### SOURCE MATERIAL
+ + + + + + +

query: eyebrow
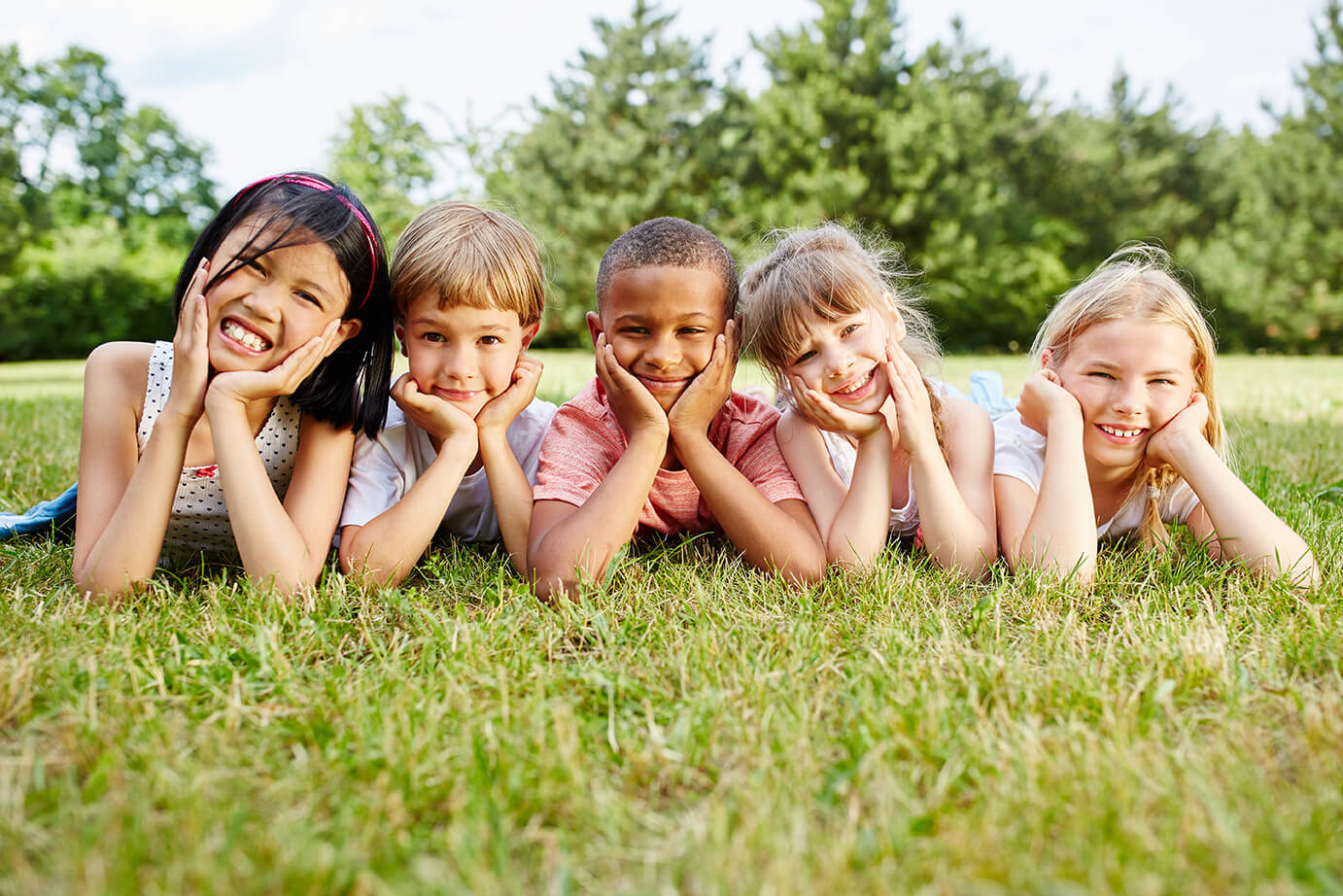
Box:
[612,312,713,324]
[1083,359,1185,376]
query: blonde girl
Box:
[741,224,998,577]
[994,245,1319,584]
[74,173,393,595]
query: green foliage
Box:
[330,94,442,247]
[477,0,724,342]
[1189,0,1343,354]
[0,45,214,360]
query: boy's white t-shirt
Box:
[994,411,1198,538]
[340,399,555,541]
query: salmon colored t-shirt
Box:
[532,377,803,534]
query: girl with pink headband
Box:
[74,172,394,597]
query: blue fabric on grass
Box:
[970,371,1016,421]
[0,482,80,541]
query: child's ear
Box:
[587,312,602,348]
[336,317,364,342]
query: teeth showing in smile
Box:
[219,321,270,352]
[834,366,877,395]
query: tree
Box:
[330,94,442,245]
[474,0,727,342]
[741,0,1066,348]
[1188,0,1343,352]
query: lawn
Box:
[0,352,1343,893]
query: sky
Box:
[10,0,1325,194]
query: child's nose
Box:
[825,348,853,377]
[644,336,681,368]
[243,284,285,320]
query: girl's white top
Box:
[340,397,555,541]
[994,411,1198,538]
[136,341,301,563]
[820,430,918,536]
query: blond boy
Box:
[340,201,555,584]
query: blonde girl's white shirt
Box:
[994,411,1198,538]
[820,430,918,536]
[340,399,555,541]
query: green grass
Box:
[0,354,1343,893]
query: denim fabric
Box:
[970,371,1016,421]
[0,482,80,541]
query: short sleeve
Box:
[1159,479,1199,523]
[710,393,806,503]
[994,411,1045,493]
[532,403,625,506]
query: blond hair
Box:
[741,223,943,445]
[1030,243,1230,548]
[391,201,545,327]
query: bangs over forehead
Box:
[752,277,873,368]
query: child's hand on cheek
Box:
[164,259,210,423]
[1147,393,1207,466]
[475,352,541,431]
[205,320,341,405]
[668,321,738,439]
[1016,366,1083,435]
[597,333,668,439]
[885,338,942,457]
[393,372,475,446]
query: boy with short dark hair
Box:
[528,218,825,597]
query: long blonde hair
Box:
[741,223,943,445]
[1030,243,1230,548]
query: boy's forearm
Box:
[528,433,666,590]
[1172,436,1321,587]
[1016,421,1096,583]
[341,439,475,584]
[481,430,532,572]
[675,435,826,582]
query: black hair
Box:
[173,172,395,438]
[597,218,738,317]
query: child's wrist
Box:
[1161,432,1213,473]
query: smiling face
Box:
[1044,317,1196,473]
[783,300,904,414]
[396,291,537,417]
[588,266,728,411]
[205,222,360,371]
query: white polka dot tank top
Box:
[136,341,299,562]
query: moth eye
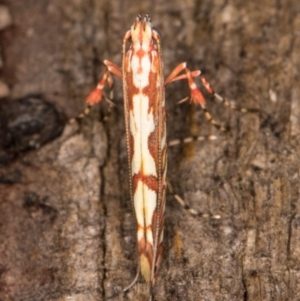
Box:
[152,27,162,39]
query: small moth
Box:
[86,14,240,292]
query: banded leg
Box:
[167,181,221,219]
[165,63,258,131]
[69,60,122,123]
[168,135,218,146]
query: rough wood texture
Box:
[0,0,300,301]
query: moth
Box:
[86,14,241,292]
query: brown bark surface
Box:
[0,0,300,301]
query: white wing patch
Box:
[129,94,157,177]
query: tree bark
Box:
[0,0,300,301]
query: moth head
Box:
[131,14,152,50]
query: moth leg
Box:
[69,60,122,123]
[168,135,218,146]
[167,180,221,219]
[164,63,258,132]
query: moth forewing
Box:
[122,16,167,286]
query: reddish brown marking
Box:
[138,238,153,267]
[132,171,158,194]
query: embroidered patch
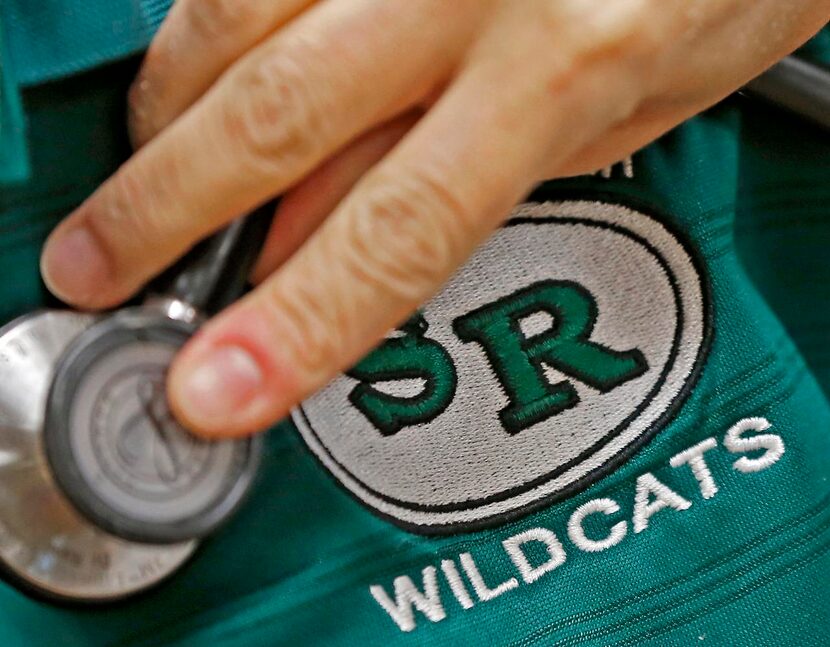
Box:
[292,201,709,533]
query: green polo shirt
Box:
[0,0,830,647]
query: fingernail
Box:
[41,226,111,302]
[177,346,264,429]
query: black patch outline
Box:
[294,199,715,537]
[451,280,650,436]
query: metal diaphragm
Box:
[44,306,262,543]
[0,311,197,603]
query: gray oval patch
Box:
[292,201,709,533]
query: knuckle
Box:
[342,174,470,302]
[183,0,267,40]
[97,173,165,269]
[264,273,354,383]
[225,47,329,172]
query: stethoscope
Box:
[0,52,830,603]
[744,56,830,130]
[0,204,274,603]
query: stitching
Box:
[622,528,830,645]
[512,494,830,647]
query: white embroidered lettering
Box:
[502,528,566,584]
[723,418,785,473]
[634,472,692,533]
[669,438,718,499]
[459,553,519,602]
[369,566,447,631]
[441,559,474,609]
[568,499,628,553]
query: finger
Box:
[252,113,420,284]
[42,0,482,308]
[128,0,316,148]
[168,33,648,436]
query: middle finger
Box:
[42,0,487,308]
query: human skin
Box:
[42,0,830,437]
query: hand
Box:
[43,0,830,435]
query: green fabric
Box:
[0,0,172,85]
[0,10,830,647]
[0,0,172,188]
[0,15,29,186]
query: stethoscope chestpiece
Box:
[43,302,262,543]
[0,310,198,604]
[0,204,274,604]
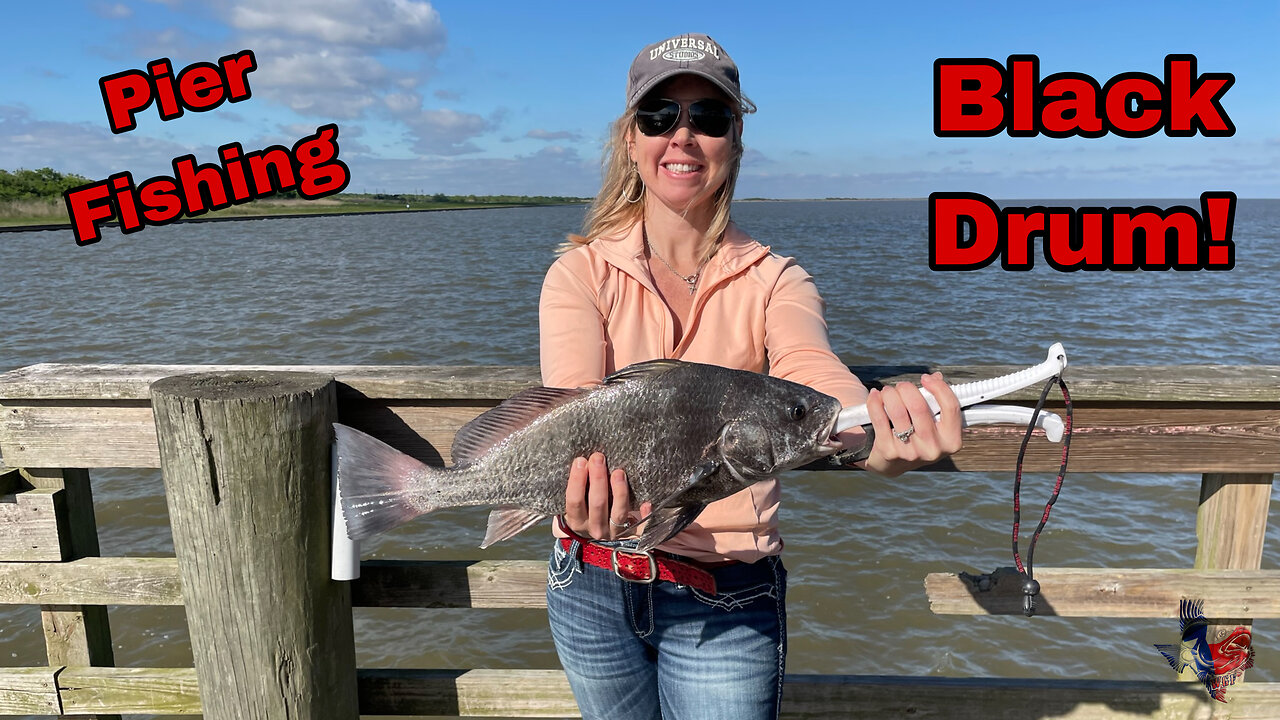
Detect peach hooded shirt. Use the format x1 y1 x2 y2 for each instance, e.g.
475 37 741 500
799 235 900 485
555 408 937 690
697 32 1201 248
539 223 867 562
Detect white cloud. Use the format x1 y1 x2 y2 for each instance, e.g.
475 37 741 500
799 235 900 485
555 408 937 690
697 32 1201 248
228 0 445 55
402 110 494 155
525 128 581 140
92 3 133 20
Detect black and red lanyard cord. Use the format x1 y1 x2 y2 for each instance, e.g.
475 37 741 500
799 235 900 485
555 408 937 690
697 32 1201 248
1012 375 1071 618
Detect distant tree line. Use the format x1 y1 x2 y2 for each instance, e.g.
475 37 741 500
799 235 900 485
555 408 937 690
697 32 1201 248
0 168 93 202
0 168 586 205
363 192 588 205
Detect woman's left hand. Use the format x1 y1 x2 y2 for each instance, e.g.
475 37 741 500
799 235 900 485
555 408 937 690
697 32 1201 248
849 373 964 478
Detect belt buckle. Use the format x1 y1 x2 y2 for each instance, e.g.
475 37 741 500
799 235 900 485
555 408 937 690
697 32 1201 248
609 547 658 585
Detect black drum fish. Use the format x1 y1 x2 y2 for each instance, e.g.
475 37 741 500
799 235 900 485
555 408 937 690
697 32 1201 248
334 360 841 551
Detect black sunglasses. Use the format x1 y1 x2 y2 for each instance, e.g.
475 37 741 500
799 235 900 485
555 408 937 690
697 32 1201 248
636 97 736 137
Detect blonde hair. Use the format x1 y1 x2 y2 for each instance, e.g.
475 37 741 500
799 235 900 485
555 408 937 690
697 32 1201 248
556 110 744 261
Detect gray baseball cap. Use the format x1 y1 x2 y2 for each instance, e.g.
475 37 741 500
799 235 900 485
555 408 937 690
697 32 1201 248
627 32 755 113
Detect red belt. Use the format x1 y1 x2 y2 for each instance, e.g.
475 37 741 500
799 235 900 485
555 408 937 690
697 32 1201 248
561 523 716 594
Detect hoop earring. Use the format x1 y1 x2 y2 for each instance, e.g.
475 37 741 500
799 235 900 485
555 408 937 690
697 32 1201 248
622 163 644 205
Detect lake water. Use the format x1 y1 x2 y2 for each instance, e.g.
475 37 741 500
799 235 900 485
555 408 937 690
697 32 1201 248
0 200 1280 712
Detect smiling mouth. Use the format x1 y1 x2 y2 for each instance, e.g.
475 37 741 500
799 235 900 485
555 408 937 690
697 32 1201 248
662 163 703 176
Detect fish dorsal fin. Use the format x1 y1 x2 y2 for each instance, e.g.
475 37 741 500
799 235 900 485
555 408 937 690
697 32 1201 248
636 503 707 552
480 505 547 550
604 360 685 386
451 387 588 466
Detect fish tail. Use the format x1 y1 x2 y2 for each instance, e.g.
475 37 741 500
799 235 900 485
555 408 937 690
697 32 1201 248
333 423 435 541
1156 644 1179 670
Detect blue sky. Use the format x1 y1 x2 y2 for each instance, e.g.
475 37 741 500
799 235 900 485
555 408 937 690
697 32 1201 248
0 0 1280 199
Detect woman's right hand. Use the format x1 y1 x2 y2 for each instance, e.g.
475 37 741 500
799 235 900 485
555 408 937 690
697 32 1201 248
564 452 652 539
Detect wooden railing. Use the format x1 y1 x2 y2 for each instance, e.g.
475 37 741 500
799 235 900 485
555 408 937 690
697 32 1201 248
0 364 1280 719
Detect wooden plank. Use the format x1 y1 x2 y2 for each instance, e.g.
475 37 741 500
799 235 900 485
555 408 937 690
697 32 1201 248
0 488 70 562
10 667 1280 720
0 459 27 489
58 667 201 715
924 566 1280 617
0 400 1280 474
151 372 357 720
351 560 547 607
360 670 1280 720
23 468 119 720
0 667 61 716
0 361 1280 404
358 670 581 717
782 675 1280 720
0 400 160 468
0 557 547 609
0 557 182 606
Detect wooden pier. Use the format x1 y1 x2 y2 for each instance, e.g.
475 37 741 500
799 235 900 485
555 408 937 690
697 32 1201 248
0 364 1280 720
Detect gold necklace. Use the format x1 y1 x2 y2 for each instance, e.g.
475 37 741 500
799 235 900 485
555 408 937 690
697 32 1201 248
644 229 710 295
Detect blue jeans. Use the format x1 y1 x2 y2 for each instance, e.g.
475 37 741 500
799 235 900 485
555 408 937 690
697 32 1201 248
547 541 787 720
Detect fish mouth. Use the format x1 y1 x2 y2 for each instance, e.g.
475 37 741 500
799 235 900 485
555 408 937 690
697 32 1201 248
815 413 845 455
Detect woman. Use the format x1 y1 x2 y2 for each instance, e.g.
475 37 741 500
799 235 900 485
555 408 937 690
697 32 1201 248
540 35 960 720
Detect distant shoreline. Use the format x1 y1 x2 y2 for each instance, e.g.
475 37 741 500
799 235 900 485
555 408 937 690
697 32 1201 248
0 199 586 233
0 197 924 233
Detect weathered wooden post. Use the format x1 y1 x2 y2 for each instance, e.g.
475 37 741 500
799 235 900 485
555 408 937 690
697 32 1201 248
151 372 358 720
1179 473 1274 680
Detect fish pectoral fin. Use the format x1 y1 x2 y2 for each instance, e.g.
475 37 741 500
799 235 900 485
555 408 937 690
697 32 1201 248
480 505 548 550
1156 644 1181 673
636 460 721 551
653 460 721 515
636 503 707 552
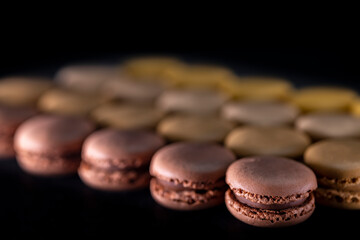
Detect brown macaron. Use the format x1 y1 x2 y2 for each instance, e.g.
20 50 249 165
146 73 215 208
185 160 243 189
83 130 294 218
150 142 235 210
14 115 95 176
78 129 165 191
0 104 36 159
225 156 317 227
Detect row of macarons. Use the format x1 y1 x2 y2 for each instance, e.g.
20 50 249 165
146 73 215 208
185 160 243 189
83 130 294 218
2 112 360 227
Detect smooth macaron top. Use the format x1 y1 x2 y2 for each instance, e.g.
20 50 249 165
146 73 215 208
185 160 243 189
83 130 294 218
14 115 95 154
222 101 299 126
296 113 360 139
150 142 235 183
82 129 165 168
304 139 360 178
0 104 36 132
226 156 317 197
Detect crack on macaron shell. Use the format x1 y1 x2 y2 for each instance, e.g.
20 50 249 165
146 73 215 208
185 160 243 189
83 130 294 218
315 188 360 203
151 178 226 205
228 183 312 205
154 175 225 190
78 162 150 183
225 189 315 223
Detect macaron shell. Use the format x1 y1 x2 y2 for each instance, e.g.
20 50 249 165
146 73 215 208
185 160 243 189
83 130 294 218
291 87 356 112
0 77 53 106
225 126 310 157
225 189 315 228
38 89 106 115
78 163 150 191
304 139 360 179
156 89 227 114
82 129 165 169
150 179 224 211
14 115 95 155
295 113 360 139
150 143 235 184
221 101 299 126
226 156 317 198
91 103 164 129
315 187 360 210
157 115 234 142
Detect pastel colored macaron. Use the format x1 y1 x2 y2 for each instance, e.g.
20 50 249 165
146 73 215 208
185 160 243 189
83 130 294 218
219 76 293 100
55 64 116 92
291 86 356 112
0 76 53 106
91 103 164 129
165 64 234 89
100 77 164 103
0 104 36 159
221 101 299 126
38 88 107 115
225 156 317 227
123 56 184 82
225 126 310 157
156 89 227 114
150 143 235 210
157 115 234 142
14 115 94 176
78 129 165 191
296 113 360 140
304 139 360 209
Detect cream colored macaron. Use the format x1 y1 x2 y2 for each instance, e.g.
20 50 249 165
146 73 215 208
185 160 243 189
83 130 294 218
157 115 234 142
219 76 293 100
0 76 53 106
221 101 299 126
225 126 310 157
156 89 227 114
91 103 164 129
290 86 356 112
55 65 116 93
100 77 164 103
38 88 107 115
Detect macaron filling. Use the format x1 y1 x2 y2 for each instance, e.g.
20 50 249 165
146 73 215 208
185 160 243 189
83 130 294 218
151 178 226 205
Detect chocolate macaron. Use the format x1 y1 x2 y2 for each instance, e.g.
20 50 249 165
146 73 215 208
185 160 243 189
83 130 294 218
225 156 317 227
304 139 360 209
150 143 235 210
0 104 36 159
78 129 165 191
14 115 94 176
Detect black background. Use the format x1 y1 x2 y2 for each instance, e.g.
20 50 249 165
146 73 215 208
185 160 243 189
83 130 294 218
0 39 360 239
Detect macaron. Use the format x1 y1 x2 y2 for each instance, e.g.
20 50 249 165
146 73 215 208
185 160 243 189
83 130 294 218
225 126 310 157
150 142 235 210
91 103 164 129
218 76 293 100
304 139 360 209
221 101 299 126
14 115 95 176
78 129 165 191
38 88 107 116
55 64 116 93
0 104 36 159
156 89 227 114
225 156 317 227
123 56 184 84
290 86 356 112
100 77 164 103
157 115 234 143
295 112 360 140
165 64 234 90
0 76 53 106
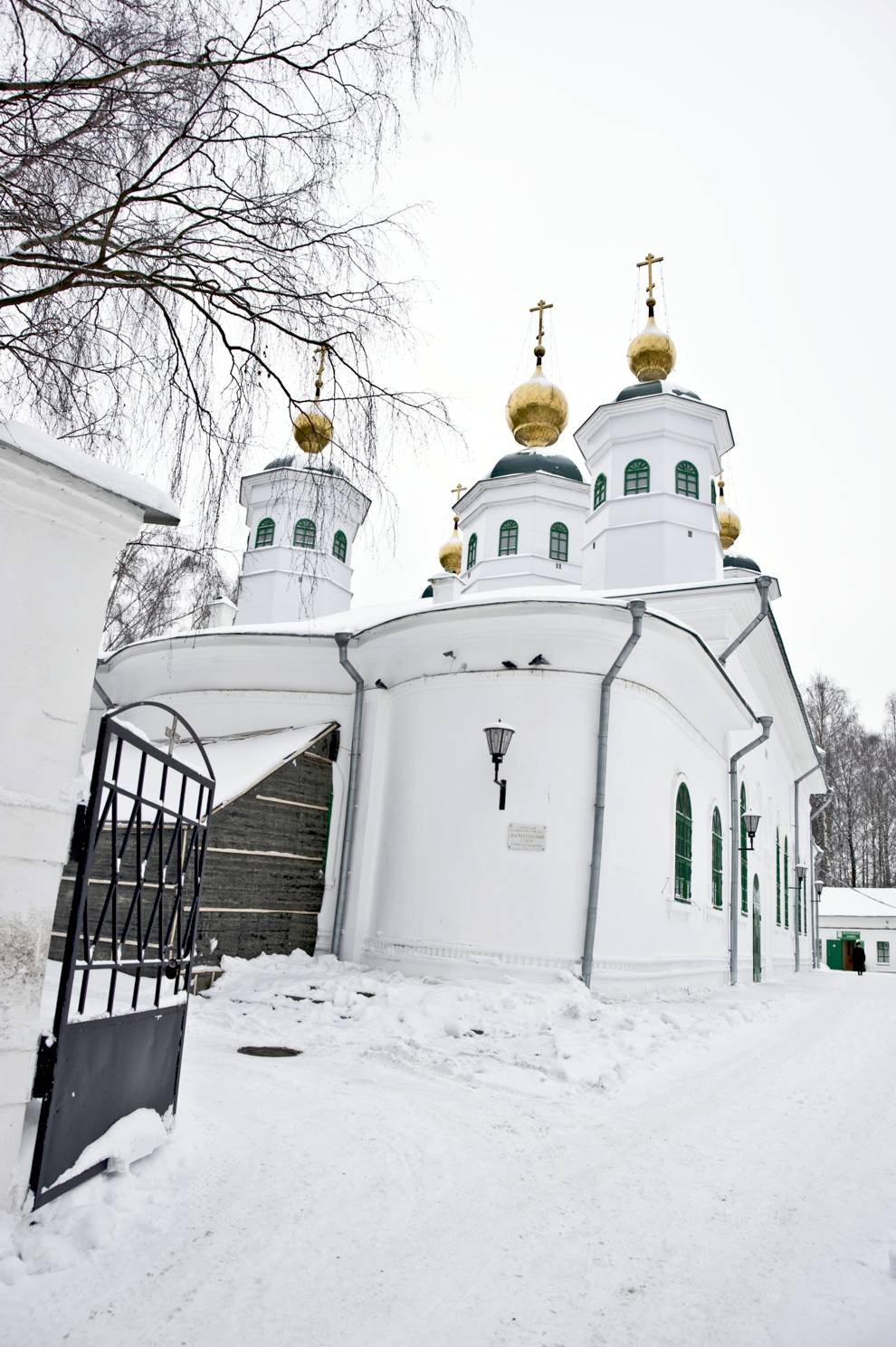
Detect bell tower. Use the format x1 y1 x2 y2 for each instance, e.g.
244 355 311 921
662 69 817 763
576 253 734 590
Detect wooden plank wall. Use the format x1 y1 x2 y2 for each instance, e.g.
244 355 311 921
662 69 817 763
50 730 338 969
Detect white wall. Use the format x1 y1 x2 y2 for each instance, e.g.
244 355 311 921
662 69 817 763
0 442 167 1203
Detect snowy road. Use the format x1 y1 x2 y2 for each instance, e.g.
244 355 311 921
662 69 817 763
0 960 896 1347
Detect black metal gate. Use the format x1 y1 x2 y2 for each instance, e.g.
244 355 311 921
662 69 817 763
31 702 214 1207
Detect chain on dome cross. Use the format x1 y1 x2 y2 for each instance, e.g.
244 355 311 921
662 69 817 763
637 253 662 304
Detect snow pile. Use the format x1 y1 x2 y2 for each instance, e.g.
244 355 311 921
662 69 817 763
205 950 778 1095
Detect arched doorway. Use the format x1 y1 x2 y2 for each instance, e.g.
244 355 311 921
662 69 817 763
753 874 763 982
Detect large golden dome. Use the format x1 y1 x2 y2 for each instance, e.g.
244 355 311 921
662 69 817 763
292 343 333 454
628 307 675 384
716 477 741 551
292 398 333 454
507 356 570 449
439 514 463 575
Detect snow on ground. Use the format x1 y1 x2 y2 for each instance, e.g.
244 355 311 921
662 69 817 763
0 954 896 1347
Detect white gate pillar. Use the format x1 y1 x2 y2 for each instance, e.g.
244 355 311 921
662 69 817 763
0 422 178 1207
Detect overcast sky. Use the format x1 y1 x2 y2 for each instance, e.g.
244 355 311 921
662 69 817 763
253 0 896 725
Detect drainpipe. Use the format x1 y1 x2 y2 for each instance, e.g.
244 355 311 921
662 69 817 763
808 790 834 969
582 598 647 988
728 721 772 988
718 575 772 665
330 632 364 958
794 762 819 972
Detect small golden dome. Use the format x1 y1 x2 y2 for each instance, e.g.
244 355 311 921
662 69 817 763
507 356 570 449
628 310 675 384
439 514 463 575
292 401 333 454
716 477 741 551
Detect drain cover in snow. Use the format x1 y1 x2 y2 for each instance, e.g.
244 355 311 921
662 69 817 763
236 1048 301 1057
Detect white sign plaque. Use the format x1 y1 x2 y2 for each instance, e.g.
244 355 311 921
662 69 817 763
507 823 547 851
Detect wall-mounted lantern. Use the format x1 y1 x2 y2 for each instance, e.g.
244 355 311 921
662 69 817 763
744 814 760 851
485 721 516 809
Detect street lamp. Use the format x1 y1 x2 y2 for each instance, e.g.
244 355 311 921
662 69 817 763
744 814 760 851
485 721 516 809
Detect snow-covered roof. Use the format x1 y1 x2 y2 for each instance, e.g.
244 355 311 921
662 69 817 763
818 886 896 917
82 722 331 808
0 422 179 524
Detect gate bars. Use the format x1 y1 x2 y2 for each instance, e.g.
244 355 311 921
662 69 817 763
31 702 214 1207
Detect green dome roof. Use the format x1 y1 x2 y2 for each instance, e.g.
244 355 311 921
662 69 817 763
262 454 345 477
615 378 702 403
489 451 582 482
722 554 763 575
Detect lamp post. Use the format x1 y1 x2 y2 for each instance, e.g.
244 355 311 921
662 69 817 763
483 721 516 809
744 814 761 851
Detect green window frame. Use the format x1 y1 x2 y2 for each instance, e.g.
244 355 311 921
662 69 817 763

+ + + + + + +

### EXERCISE DESCRIPTION
Reproduce the lines word for word, from the first one down to and including the line with "[532,377,803,534]". Leave the pictures out.

### EXERCISE ANSWER
query: eyebrow
Box:
[612,312,713,324]
[1083,359,1185,376]
query: blonde girl
Box:
[741,224,998,577]
[994,245,1319,584]
[74,173,393,595]
query: green foliage
Box:
[330,94,442,247]
[477,0,724,342]
[1189,0,1343,354]
[0,45,214,360]
query: boy's white t-shirt
Box:
[994,411,1198,538]
[340,399,555,541]
query: salmon colored t-shirt
Box:
[532,377,803,534]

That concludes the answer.